HOW TO COMPLETE THIS TASK
Write the next part of the passage on dental checkups, starting after its final sentence.

STUDY TEXT
————————
Plus, your mouth health directly affects your body health. Gum disease connects to heart problems, worsens diabetes, causes breathing issues, and complicates pregnancies. Your mouth isn’t separate from the rest of you. Infections and inflammation spread throughout your system.
Dealing with being scared
If fear keeps you away from dentists, you’re definitely not alone. Probably half of everyone feels anxious about it to some degree. The good news is that most dental places nowadays actually get this and genuinely try to help.
Tell them when you book that you’re nervous. Decent places will take longer, explain each thing before doing it, and let you have breaks whenever. Some offer sedation for people with severe anxiety. Music playing, TV screens, whatever makes it more bearable for you.
Building trust with a particular dentist helps massively over time. First appointment might be rough, but it gets easier when you know what’s coming and you’re comfortable with the people there. Familiarity really does help.
Funny thing, though. Avoiding dentists because you’re anxious usually creates bigger problems, which need more intense treatment, which is way more anxiety-inducing than a basic checkup would’ve been. Regular simple visits are infinitely less stressful than emergency ones for serious problems.
The money calculations people skip
Yeah, preventive care costs money. But it’s always cheaper than fixing big problems. Always. Zero exceptions.
Greg’s case proves it perfectly. Regular checkups twice a year would cost him $400 a year. Five years equals two thousand total. His emergency root canal and crown? Three thousand, plus missing work, dealing with pain, the whole nightmare.
Dental insurance covers preventive stuff well, specifically because insurance companies have figured out that paying for cleans saves them money compared to paying for root canals later. They vastly prefer you getting regular checkups.
Even without insurance, the maths works. Minor problems equal small bills. Big problems equal massive bills. Regular visits keep problems small. Pretty simple, really.
Finding somewhere that doesn’t suck
Dental practices vary massively in quality. Some genuinely care about patients, make you comfortable, and explain things properly. Others operate like conveyor belts, trying to cram in the maximum people per day.
————————
RECORD EXCERPTS
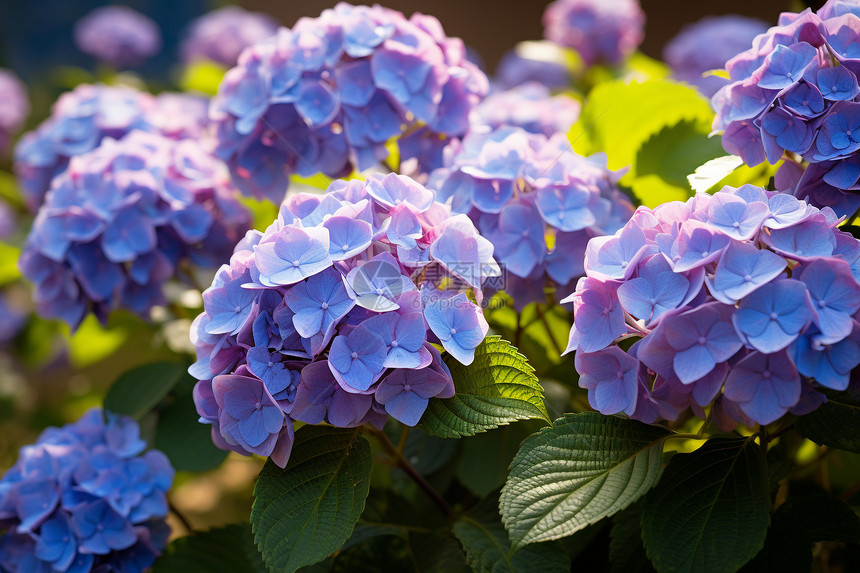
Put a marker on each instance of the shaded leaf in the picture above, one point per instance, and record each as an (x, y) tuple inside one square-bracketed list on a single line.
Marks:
[(227, 549), (711, 510), (498, 388), (139, 390), (584, 468), (305, 512)]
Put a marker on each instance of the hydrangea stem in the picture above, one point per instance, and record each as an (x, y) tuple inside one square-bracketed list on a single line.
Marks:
[(404, 465)]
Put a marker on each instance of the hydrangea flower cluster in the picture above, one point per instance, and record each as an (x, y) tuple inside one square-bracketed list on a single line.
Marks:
[(796, 90), (85, 497), (520, 188), (330, 315), (530, 106), (14, 107), (601, 31), (746, 299), (82, 118), (327, 95), (121, 220), (118, 35), (221, 35), (707, 45)]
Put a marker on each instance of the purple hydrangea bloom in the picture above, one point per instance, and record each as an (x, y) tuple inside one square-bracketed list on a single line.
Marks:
[(530, 106), (14, 107), (118, 35), (519, 187), (745, 300), (83, 118), (328, 94), (122, 218), (602, 31), (85, 497), (221, 35), (793, 96), (707, 45), (331, 313)]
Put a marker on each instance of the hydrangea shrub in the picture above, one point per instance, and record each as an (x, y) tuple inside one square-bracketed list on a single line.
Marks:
[(329, 315), (744, 300), (85, 497), (122, 219), (327, 95)]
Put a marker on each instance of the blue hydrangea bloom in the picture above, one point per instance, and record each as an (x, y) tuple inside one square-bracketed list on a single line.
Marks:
[(520, 187), (84, 498), (601, 31), (748, 319), (118, 35), (326, 96), (331, 313), (792, 94), (121, 219), (220, 35), (82, 118)]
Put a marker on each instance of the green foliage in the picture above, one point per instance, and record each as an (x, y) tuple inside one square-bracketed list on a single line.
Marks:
[(584, 468), (626, 553), (303, 513), (227, 549), (488, 549), (711, 510), (180, 435), (498, 388), (797, 524), (137, 391), (657, 127), (835, 424)]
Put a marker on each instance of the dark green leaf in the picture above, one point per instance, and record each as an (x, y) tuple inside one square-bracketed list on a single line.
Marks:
[(485, 458), (626, 553), (584, 468), (227, 549), (304, 512), (835, 424), (488, 549), (799, 522), (139, 390), (498, 388), (711, 510), (180, 435)]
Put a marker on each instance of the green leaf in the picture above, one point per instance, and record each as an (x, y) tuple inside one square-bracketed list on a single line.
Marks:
[(183, 439), (498, 388), (488, 549), (137, 391), (799, 522), (711, 510), (483, 465), (622, 119), (304, 512), (831, 424), (584, 468), (626, 553), (227, 549)]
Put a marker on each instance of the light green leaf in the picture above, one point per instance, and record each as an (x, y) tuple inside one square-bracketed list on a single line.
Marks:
[(498, 388), (182, 438), (137, 391), (305, 512), (584, 468), (619, 118), (227, 549), (711, 510), (488, 549), (829, 424)]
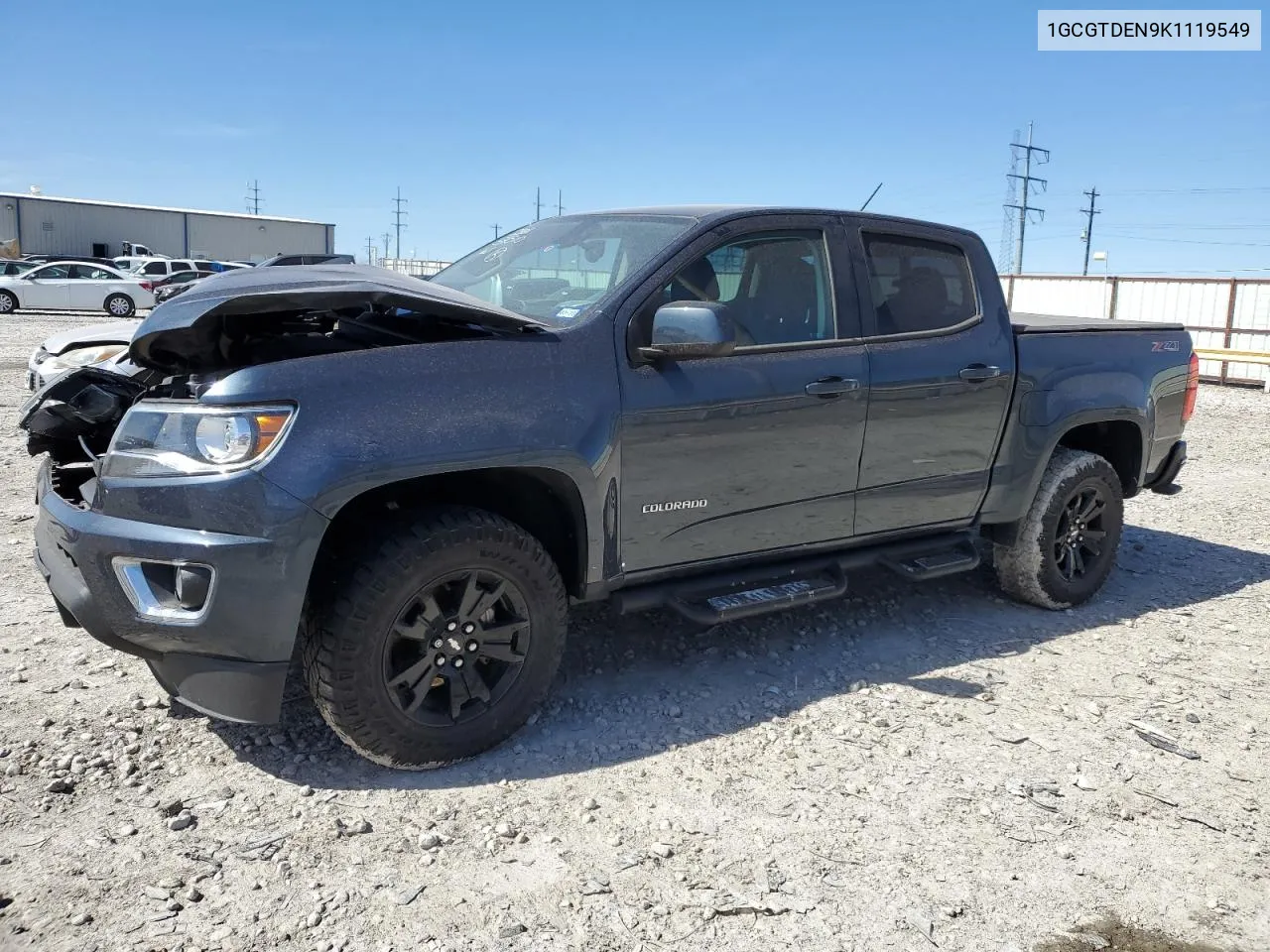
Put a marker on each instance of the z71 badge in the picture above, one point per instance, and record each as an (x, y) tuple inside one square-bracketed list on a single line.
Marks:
[(675, 507)]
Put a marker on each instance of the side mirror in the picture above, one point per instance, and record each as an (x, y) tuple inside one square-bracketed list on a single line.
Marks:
[(685, 330)]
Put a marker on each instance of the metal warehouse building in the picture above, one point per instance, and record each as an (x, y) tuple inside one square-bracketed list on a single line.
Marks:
[(79, 226)]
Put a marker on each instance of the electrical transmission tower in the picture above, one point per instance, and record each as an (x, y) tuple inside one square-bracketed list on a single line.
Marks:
[(1026, 179), (253, 200), (1087, 238), (397, 214)]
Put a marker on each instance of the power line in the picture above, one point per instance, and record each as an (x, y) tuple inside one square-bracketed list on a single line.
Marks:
[(1026, 179), (1088, 229), (1223, 190), (1192, 241), (253, 200), (397, 214)]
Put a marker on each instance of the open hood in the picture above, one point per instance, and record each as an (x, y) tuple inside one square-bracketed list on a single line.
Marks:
[(91, 335), (248, 316)]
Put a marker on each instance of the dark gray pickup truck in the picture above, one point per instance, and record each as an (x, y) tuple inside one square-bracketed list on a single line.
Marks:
[(714, 411)]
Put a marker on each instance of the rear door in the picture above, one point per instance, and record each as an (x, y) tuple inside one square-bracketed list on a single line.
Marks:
[(87, 287), (942, 373), (756, 451)]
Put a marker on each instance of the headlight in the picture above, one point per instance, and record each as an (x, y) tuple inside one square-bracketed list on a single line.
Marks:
[(173, 439), (80, 357)]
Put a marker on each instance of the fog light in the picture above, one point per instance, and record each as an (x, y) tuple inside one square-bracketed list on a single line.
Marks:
[(191, 585), (167, 592)]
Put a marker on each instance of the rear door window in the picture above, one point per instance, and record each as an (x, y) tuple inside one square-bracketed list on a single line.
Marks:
[(919, 286)]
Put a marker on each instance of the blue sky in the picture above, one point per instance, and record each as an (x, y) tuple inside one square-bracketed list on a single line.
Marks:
[(470, 107)]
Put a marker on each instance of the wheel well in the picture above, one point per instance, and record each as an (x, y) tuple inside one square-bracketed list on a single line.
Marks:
[(543, 502), (1119, 442)]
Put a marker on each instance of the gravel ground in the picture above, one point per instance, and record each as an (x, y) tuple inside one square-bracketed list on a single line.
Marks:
[(910, 769)]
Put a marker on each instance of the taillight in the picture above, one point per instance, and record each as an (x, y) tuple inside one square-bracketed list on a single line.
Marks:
[(1192, 389)]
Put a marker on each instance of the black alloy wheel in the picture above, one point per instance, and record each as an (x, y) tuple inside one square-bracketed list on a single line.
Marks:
[(456, 648), (1080, 535)]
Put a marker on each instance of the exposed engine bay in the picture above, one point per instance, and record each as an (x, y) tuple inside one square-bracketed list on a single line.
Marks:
[(240, 320)]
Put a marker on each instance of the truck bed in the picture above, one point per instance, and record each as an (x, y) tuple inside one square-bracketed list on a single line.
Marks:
[(1053, 324)]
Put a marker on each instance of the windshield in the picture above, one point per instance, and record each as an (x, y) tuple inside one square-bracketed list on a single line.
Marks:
[(556, 270)]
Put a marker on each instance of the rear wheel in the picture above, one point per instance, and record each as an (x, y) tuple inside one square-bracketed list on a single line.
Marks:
[(119, 304), (1067, 544), (437, 640)]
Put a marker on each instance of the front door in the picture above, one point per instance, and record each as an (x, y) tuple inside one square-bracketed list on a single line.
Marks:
[(46, 287), (942, 373), (756, 451)]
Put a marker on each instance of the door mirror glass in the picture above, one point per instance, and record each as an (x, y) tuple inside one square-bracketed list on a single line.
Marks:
[(691, 329)]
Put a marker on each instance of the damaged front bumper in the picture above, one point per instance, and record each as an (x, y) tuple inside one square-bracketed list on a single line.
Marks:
[(222, 643)]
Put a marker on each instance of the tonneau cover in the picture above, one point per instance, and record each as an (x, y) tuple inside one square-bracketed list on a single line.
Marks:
[(1055, 324)]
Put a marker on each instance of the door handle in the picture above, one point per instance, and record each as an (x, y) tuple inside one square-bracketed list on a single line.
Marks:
[(978, 372), (832, 386)]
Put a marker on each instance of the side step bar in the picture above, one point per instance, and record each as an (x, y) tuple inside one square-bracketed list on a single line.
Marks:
[(722, 597)]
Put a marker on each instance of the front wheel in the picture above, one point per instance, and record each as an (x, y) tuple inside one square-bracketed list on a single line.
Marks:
[(119, 304), (1069, 539), (437, 640)]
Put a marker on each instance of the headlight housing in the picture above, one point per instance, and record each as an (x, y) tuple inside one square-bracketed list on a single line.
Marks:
[(79, 357), (159, 438)]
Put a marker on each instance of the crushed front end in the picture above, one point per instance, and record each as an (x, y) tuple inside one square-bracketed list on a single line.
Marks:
[(159, 530), (200, 575)]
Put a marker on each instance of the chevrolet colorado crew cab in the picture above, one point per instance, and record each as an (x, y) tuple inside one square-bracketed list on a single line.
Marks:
[(714, 411)]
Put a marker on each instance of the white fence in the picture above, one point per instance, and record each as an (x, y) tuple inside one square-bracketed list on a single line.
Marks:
[(1219, 312)]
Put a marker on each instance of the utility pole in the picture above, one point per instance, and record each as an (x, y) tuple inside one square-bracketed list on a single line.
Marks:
[(253, 200), (1088, 229), (397, 214), (1026, 178)]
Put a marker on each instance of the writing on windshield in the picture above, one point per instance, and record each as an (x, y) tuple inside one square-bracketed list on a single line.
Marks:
[(556, 270)]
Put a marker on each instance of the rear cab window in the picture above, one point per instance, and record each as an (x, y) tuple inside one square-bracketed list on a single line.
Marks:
[(919, 286)]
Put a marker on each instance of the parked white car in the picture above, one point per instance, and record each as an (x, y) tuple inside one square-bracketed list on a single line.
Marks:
[(164, 267), (75, 286), (79, 347)]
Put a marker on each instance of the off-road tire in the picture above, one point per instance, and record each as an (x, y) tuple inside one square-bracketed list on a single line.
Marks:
[(127, 309), (353, 607), (1029, 570)]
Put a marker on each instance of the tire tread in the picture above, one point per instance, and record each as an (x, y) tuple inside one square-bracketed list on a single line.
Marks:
[(340, 610)]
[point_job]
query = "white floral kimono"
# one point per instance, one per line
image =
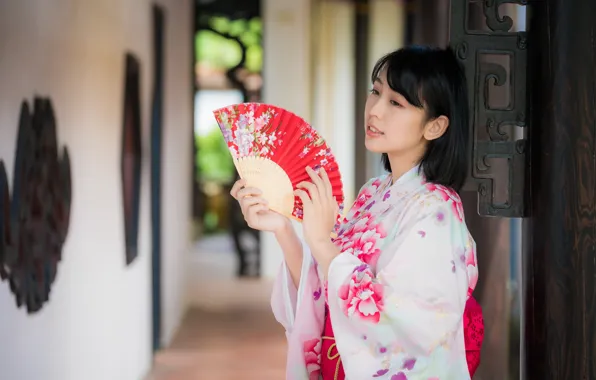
————————
EXERCISE RESULT
Look for somewhere the staff actually seem to care. Do they explain what they’ve found and why they’re suggesting certain treatments? Do they give you options and let you decide instead of just dictating? Do they answer questions without making you feel dumb?
Places aggressively pushing expensive treatments you probably don’t need? Huge red flag. Good dentists present information honestly and let you choose. They’re upfront about what’s urgent versus what can wait.
Convenience matters too. If they’ve got useless hours or you can’t get appointments for months, you won’t actually maintain regular visits. Find somewhere that makes it reasonably easy to stay on track.
Just book it right now
If you’re reading this thinking, “yeah, I really should ring the dentist,” stop thinking and actually do it immediately. This second. Because you know perfectly well if you don’t do it right now, you’ll forget, and another year will vanish.
Your teeth need to last potentially another fifty, sixty, or seventy years. Maintaining them isn’t optional; it’s essential. Ignoring problems doesn’t make them disappear; it makes them worse and costlier to fix later.
Greg’s properly on schedule now after his expensive, painful lesson, twice yearly like clockwork. His teeth are fine, no dramas, way cheaper than that emergency was.
Don’t be Greg before the break. Be Greg after. Book the thing, go to checkups, fix small problems while they’re small. Your teeth benefit, your wallet benefits, and you won’t have a tooth break during dinner.